───── RECORD EXCERPTS ─────

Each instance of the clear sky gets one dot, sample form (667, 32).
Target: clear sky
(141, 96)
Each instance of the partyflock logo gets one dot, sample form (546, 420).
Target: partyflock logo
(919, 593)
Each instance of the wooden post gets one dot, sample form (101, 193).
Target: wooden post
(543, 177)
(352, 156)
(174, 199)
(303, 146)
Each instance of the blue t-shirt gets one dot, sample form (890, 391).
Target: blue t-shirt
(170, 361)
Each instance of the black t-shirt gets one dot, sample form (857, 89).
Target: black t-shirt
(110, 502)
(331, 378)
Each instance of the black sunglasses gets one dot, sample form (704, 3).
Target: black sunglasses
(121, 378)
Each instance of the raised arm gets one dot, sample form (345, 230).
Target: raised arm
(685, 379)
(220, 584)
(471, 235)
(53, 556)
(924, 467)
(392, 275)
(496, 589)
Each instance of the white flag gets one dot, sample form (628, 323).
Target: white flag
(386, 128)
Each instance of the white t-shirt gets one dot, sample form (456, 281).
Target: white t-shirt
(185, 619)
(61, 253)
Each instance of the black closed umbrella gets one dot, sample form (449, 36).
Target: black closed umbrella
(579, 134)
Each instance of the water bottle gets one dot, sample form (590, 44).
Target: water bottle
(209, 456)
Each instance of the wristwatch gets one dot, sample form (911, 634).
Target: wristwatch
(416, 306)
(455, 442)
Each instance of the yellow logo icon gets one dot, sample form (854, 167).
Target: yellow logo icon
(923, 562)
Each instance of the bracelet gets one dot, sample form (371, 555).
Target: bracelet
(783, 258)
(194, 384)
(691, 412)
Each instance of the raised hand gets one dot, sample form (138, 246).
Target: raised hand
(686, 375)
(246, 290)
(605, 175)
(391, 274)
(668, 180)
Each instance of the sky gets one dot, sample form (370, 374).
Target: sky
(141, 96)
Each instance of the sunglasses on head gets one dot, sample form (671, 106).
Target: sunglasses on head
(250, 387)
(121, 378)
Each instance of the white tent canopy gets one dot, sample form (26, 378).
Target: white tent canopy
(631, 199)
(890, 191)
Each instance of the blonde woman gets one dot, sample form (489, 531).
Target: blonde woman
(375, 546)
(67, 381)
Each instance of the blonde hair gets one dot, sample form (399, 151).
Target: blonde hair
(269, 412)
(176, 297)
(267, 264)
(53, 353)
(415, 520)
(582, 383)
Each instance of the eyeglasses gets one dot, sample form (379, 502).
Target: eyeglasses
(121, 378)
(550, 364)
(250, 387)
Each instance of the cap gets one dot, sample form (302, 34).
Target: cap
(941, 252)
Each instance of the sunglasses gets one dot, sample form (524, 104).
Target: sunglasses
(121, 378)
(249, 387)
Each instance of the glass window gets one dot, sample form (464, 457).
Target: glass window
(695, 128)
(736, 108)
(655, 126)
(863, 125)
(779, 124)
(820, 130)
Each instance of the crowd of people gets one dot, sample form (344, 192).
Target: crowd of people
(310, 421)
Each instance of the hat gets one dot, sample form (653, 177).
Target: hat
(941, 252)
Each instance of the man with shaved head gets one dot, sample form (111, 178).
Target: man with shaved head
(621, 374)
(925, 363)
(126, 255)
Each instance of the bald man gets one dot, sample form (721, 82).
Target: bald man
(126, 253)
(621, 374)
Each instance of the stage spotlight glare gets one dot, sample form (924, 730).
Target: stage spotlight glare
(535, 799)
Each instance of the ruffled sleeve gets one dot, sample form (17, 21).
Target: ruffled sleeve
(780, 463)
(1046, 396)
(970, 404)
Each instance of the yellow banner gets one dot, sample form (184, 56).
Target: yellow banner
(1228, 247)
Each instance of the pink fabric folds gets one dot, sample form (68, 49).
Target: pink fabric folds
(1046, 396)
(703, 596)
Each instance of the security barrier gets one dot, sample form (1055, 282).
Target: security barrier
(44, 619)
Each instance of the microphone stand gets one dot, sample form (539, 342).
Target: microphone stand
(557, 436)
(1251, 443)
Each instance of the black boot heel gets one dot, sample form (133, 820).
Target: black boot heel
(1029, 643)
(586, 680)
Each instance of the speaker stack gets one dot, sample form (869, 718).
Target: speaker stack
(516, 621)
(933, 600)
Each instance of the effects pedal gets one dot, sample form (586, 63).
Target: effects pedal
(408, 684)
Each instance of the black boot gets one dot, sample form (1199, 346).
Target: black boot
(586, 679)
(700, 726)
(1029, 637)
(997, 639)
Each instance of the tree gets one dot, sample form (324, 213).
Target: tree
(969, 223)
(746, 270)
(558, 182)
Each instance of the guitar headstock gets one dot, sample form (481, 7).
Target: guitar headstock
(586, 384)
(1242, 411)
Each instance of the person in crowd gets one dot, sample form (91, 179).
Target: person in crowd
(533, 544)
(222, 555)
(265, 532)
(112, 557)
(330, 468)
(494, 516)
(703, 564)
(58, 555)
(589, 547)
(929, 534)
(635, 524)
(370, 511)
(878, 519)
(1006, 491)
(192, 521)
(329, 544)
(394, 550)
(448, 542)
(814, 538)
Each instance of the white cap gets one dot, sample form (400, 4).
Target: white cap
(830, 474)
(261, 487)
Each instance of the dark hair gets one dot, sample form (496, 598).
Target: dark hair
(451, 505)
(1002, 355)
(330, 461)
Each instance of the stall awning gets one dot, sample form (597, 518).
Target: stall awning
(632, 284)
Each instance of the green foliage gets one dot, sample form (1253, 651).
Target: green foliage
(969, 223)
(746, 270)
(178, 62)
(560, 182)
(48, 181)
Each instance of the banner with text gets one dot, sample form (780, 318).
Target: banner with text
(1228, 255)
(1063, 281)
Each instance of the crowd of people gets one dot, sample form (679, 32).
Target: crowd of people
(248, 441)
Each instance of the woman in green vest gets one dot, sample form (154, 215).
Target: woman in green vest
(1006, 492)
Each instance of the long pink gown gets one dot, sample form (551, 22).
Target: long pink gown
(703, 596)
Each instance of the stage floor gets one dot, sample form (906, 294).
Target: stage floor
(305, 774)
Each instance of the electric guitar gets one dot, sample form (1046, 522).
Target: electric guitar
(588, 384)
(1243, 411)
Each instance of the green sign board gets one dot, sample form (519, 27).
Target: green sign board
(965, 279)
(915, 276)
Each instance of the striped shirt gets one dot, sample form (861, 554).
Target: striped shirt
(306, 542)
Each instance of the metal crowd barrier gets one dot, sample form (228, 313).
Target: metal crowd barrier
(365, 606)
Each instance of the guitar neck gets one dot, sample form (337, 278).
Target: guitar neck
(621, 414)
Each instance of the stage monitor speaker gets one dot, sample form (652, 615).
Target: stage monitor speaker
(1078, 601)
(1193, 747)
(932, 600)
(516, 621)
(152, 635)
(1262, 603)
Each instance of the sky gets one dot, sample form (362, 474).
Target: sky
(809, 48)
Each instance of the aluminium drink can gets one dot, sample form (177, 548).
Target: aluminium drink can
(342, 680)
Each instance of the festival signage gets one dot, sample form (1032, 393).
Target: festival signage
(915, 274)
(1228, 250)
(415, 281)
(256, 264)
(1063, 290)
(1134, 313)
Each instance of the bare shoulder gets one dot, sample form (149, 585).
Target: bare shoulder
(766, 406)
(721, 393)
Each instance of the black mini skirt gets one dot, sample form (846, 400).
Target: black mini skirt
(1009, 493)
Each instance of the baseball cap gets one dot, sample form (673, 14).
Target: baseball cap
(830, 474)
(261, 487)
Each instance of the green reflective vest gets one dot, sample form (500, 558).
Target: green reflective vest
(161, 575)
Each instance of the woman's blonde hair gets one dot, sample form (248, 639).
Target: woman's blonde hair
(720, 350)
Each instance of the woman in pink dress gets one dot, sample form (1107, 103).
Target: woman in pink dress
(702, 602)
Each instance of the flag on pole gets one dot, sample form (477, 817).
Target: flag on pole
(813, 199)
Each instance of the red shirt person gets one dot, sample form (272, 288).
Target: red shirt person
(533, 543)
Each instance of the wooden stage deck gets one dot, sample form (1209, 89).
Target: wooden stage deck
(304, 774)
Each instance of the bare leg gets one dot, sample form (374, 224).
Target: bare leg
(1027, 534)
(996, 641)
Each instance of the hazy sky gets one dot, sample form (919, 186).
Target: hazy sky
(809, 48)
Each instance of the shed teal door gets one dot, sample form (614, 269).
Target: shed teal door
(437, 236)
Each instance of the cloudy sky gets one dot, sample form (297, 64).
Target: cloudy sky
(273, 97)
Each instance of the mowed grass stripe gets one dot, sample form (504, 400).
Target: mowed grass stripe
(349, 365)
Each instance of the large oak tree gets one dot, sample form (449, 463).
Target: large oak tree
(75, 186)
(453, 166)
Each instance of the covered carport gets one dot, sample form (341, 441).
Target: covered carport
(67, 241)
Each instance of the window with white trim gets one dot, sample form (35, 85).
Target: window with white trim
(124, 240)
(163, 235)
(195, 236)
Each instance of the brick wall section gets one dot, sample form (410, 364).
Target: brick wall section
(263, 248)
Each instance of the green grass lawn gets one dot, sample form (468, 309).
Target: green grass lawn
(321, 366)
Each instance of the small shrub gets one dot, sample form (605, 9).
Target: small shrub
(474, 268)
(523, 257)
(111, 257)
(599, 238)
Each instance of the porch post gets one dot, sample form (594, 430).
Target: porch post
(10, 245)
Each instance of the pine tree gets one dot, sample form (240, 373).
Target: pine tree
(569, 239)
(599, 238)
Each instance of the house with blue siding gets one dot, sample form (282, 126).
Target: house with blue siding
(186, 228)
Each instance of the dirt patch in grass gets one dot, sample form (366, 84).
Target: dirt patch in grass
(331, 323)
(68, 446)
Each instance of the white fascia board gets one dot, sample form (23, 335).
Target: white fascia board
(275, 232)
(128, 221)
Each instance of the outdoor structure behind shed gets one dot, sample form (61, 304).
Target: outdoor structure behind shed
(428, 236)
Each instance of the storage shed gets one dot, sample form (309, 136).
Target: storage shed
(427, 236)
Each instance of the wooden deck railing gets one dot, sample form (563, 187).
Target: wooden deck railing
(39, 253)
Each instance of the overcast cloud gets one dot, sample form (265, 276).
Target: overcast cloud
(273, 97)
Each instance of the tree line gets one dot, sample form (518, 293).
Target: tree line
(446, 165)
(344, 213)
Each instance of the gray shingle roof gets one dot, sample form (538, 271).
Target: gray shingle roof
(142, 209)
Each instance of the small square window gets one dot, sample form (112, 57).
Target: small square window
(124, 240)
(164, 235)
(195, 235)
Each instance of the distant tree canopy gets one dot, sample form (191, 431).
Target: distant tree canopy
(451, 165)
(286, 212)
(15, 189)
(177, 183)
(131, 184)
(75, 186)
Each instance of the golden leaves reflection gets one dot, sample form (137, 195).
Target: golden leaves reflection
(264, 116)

─────

# STATED GOAL
Repeat exactly the lines above, starting with the line that contains "Each instance of the dirt" and ending with the last line, both included, and nothing else.

# ANSWER FOR THIS EXERCISE
Each instance of the dirt patch in grass gets one dot, sample form (366, 84).
Target: dirt patch in grass
(331, 323)
(68, 446)
Each instance of the white fascia board gets one dot, sample form (23, 335).
Target: white fascia board
(275, 232)
(128, 221)
Each instance of the outdoor structure behind shed gets one dot, sample form (61, 304).
Target: outdoor structure behind shed
(428, 236)
Each instance of the storage shed gets one dot, sample form (309, 136).
Target: storage shed
(427, 236)
Each instance of the wooden deck railing gets one dot, sample form (563, 187).
Target: wooden deck railing
(39, 253)
Each instance of the overcast cloud gets one dot, sample form (265, 276).
Target: overcast cloud
(273, 97)
Each instance of the tree line gets one dot, sample form (518, 293).
Target: tree line
(446, 165)
(344, 213)
Each instance of the gray shingle roof gets one dot, sample form (538, 271).
Target: gray shingle roof
(142, 209)
Each instance of the small square window gets one dot, sample form (112, 57).
Target: small square window
(124, 240)
(164, 235)
(195, 235)
Each instance of the distant tree canopy gets one dot, sample form (191, 431).
Target: distant tree canopy
(451, 165)
(286, 212)
(15, 189)
(177, 183)
(131, 184)
(75, 186)
Each instance of the golden leaves reflection gets one dot, sample form (137, 195).
Target: golden leaves reflection
(264, 116)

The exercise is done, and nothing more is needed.